• **EXCERPTED TEXT**:
Russian continues to be a lingua franca in numerous countries within the post-Soviet sphere. Mastery of the Russian language, paired with an understanding of Soviet cultural history and region-specific knowledge, aids individuals in government, NGOs, military, and other sectors in effectively communicating with locals. On this page, we will feature essays from our students who have firsthand experiences traveling and residing in Russophone communities.
Moldova: The Convergence of Soviet and Eastern European Cultures
By Chris Gunning, USC ’22 (B.A. Russian). October 31, 2023
I landed in early February at Chisinau (capital and largest city) airport and stepping onto the tarmac, a frigid breeze welcomed me. My host family greeted me at the entrance of the relatively small airport, and we exchanged salutations and gifts. The first thing I noticed was how almost everywhere I looked, I saw a combination of Russian and Moldovan language, from signs and advertisements to announcements on the bus, it was apparent that Moldova was a country of blended cultures.
After a few days of administrative paperwork, settling in, and seeing the city, I started my classes. With four hours of lectures followed by two hours of study every day, I was fully immersed in the language and culture that I loved and had been learning about at the University of Southern California for three years. Having served in the Marine Corps for 10 years already I have traveled many places, but Moldova is unique. It is a small country on the outer edge of the former Soviet Union. Its culture is heavily influenced by the latter and also by modern Romanian culture. Even the language “Moldovan” is often referred to as a dialect of Romanian, instead of its own standalone language. Part of my classroom education was to learn about the history of Moldova and some of its more significant historical figures like Steven the Great, and important events like hosting Alexander Pushkin, World War II battles, and the collapse of the Soviet Union. We visited Christian Orthodox churches and spoke with monks as we toured monasteries. My favorite place was a small monastery built into the side of a mountain called “Old Orhei,” a site of ancient civilizations and the present location of two Orthodox chapels. What I enjoyed most about Old Orhei was the overwhelming feeling of reverence upon entering the cave chapel. It was a very peaceful place and we spent the afternoon learning how to cook traditional Moldovan cuisine at a nearby restaurant.

• **PROVIDED INFORMATION**:
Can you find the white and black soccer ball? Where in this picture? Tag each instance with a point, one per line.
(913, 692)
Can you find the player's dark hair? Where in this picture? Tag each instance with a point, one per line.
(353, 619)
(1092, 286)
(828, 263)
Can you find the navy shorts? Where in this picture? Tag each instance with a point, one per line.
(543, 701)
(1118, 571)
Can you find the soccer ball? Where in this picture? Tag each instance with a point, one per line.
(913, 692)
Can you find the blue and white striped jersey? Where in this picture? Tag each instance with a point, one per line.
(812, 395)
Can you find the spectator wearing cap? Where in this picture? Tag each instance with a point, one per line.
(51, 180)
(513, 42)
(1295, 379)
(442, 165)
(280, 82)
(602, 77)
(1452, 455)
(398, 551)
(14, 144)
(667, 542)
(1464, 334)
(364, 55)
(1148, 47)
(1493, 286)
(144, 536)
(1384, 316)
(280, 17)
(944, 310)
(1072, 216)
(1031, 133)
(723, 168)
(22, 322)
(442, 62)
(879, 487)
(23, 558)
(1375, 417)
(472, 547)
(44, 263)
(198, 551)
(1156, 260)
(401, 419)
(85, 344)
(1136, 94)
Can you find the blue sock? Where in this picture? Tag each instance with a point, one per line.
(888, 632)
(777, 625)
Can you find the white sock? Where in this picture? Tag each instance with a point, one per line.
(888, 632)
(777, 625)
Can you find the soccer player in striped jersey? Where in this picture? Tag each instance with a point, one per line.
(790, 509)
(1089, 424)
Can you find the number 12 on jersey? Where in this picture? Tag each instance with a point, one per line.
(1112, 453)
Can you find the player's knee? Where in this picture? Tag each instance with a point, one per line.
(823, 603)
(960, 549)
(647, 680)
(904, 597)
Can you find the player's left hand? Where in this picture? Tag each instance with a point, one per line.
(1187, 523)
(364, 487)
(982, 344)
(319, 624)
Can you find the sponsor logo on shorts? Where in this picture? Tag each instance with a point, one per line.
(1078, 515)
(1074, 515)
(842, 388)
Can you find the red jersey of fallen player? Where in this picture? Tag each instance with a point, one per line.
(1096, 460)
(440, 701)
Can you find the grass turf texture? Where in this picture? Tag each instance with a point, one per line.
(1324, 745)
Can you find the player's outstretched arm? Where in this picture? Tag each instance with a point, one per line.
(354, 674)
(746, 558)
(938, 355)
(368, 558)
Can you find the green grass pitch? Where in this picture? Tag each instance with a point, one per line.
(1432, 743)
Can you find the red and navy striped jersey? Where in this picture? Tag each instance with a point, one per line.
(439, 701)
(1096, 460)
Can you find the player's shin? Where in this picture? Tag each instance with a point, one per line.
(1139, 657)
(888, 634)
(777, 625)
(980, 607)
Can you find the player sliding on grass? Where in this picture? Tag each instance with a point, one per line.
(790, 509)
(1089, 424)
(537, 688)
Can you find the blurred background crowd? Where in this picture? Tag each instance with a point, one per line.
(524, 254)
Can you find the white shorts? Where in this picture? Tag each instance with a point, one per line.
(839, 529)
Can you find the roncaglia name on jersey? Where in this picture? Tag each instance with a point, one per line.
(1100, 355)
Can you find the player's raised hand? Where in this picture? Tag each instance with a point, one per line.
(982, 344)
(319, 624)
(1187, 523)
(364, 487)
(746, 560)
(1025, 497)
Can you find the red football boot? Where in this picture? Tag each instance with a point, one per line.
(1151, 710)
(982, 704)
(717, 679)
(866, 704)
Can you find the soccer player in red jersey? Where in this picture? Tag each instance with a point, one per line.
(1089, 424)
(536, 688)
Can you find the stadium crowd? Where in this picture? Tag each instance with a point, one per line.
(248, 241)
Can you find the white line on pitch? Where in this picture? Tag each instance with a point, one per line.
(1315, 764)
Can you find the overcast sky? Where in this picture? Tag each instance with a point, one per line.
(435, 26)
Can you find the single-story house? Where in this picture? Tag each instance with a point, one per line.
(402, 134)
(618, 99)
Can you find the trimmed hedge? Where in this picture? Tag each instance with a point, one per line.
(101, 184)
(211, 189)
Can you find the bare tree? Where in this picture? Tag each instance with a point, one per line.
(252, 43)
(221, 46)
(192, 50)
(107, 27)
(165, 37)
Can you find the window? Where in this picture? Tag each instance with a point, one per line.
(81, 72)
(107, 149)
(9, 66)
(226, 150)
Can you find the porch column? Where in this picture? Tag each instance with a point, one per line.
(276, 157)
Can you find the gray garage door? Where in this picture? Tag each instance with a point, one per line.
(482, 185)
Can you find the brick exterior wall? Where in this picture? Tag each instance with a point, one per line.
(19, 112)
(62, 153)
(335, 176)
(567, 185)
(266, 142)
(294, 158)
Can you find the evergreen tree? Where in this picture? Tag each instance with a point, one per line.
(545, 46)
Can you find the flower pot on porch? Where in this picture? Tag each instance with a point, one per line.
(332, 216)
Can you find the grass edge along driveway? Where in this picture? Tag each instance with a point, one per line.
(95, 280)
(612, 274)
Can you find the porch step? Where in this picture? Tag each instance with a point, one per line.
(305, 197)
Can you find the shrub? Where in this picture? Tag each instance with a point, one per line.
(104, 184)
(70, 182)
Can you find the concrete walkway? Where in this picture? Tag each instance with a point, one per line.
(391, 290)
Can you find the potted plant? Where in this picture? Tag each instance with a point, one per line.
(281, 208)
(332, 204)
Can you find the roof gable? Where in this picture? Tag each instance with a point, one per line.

• **WORK REQUIRED**:
Rewrite the stretch from "Russian continues to" through "in Russophone communities." of the page on Russophone communities, changing "lingua franca" to "common language". The records are not needed for this.

• **FINISHED EXERCISE**:
Russian continues to be a common language in numerous countries within the post-Soviet sphere. Mastery of the Russian language, paired with an understanding of Soviet cultural history and region-specific knowledge, aids individuals in government, NGOs, military, and other sectors in effectively communicating with locals. On this page, we will feature essays from our students who have firsthand experiences traveling and residing in Russophone communities.